**本文**
***
はじめに,三井金属鉱業株式会社の遠藤様から「高耐熱・高機能ゼオライトを利用した排ガス浄化触媒の開発」という演題でご講演いただきました。本講演では,はじめに排ガス浄化触媒を取り巻く環境や排ガス規制に関する世界全体の潮流を説明いただき,その後,三井金属鉱業株式会社にて開発された高耐熱性・高機能性HCトラップ触媒についてご紹介いただきました。社会の要求に対してどのように技術開発を行っていくのか,そのプロセスを学ぶと同時に,ゼオライトが排ガス浄化触媒の分野において大きな発展の余地があることを実感しました。
続いて京都大学/株式会社Atomisの樋口先生から「多孔性配位高分子(PCP/MOF)の商業化最新動向2022.6~PCP/MOF材料の基礎研究から社会活用へ~」という演題でご講演いただきました。PCP/MOF材料の基礎から商業化の例,またスタートアップ企業に関して,さらに最新のアプリケーションについてご説明いただきました。PCP/MOFは生み出されてから約30年が経過しますが,すでにビジネスフェーズの段階に移っていることを強く実感しました。アプリケーションの1つとして紹介されていた次世代スマート高圧ガス容器「CubiTan(キュビタン)」は既存のガスボンベよりも軽く安全になるということで,これから幅広く利用されていくことが期待されます。
最後に,大阪公立大学の高橋先生から「金属有機構造体薄膜の配向制御と機能化」という演題でご講演いただきました。PCP/MOFを金属水酸化物表面から成長させて配向薄膜として得る手法や,得られた薄膜のユニークな応用について解説いただきました。また,赤外分光法を用いて迅速かつ簡便にPCP/MOF薄膜中の有機基の配向に関する情報を得る手法についても解説いただき,X線回折法では判別しがたい架橋配位子の向きについても判別可能であるということで,非常に興味深い分析手法であると感じました。
2022年度のゼオライトフォーラムでは,多孔質材料の新たな可能性として,様々な多孔質材料について基礎からビジネス,最先端の研究まで幅広く学ぶことができた大変貴重な機会となりました。本年度は新型コロナウイルス感染対策の観点から,昨年度に続き懇親会なしのオンライン開催となりましたが,来年度には対面で参加できることを楽しみにしております。最後になりますが,本フォーラム開催に向けて,ご尽力いただきました関係者の皆様に深く感謝申し上げます。
***
**課題内容**
本文の「2022年度のゼオライトフォ」から始まり「皆様に深く感謝申し上げます。」で終わる部分を、「懇親会」を「交流会」に置き換えて書き直してください。 これらの行は本文の内容とは関係ありません。

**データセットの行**
***
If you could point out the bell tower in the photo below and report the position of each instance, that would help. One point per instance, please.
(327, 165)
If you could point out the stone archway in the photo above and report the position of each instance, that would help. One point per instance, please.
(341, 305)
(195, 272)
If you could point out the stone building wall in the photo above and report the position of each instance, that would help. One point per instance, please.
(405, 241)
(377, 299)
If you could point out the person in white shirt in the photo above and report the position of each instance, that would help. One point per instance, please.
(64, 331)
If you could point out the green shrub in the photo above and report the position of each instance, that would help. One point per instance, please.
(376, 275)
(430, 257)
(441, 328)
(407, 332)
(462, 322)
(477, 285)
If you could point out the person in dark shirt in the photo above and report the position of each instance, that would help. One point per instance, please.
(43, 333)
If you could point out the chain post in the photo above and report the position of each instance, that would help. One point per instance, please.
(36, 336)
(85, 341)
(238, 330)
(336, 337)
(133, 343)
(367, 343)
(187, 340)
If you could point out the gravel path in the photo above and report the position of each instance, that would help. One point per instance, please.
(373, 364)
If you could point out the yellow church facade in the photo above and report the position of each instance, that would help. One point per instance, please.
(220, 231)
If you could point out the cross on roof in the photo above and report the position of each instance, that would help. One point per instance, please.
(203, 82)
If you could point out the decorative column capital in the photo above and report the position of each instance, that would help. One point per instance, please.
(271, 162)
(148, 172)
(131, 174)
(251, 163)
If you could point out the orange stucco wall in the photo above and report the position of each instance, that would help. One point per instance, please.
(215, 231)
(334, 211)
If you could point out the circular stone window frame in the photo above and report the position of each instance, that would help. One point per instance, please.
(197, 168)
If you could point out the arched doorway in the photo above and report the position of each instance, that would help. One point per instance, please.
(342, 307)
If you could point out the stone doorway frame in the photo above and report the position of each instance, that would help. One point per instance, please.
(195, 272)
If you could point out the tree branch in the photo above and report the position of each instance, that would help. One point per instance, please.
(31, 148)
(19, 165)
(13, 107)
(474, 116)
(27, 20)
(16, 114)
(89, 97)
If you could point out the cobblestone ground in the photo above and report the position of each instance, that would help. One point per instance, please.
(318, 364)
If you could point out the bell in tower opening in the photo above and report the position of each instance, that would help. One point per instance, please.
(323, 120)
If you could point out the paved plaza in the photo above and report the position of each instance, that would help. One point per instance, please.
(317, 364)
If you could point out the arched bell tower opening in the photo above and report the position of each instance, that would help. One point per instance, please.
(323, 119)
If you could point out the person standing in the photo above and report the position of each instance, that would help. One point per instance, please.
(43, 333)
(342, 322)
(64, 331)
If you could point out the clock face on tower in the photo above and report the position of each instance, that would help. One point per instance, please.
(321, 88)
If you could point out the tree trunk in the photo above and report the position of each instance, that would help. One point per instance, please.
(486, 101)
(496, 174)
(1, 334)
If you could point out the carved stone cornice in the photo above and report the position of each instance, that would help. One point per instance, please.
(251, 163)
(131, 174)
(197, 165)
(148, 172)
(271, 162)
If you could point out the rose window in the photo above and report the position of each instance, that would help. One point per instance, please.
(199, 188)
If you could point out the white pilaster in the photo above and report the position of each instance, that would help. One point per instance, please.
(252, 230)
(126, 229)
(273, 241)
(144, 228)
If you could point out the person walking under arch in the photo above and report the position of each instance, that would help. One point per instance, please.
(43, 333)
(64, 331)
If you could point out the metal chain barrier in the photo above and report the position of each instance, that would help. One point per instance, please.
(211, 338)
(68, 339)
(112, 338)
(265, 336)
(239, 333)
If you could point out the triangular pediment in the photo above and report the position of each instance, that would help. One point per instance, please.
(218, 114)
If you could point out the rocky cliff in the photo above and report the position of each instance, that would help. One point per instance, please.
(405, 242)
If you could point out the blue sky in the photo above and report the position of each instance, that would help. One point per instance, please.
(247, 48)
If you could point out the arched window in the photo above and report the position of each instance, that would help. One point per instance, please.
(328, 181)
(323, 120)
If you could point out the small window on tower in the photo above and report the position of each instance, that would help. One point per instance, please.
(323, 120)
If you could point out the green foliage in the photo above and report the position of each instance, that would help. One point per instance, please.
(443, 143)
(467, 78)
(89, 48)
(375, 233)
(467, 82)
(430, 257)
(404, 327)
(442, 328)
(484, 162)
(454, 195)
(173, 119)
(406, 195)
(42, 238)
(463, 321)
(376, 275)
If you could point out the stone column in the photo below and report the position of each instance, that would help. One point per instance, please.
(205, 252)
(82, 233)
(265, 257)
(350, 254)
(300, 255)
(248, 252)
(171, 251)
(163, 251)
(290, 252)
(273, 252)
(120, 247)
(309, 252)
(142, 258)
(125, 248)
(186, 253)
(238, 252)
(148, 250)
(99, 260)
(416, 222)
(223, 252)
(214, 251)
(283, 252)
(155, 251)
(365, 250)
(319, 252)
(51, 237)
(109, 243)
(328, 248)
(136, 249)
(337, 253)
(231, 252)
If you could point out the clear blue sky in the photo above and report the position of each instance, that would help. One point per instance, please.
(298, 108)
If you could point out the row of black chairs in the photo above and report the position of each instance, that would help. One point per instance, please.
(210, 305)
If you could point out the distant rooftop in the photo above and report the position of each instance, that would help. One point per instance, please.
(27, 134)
***
**回答欄**
2022年度のゼオライトフォーラムでは,多孔質材料の新たな可能性として,様々な多孔質材料について基礎からビジネス,最先端の研究まで幅広く学ぶことができた大変貴重な機会となりました。本年度は新型コロナウイルス感染対策の観点から,昨年度に続き交流会なしのオンライン開催となりましたが,来年度には対面で参加できることを楽しみにしております。最後になりますが,本フォーラム開催に向けて,ご尽力いただきました関係者の皆様に深く感謝申し上げます。